So, it seems Bolsonaro would effectively be able to evade prosecution by acquiring Italian citizenship. But should he ultimately choose to request citizenship, how likely is it that he would be successful?

While there’s no way to predict what the final outcome would be, he’d have good chances, at least in theory.

Italy is far more lenient than other countries when it comes to allowing people to claim citizenship via ancestry (also known as ‘right of blood’ or jure sanguinis).

In fact, there are no limits on how far back up the line of descent the applicant’s Italian ancestor is located as long as the Italian national in question was alive on or after March 17th 1861, when the Kingdom of Italy was officially born. 

READ ALSO: Reader question: Will my children get an Italian passport if born in Italy?

Bolsonaro’s paternal great-grandfather, Vittorio Bolzonaro, moved to Brazil from Anguillara Veneta, Veneto in the late 1880s or early 1890s at the very latest.

Other than that, the issue of Italian citizenship is dependent on one remaining condition, namely that no Italian national along the line of descent formally renounced their Italian citizenship prior to the birth of their descendant. 

Italy's foreign minister Antonio Tajani

Italy’s foreign minister Antonio Tajani has recently confirmed that no request for Italian citizenship has been made yet by Bolsonaro. Photo by Daniel MIHAILESCU / AFP

There’s no way to know whether this requirement is actually met in Bolsonaro’s case, though, if it were, his path to acquiring Italian citizenship would be pretty clear. 

As with all things Italian, the process of getting an Italian citizenship application approved is usually very lengthy (taking over three years in most cases). However, there is a ‘fast-track’ option which, while requiring the applicant to relocate to Italy and become a legal resident, cuts overall processing times to around one year. 

So, should Bolsonaro ultimately go for the fast-track route – and provided that he applied immediately and all his documents (including birth, death and marriage certificates of all his relevant ancestors) were in order – the earliest he could become an Italian citizen would be at some point in 2024. 

READ ALSO: What’s the difference between Italian residency and citizenship?

This is of course all purely hypothetical at present, especially as Italy’s foreign minister Antonio Tajani confirmed on Wednesday that Bolsonaro hasn’t (yet) submitted a request for Italian citizenship. 

But the mere prospect of Brazil’s former president applying for citizenship has caused a stir within the Italian political landscape – several left-wing forces have already asked that the request be immediately rejected should it ever come through.

Provided material
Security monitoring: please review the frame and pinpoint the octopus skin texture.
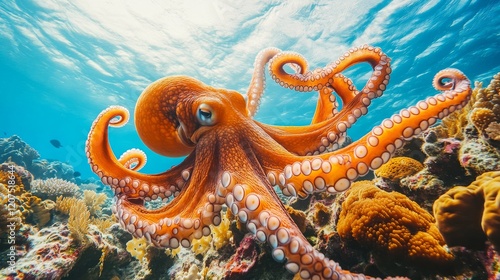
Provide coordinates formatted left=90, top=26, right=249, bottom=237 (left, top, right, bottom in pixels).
left=86, top=45, right=471, bottom=279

Assignment
In the passage on Bolsonaro and Italian citizenship, about how long does the fast-track option cut overall processing times to? This material has nothing to do with the passage on Bolsonaro and Italian citizenship.

Your response
Around one year.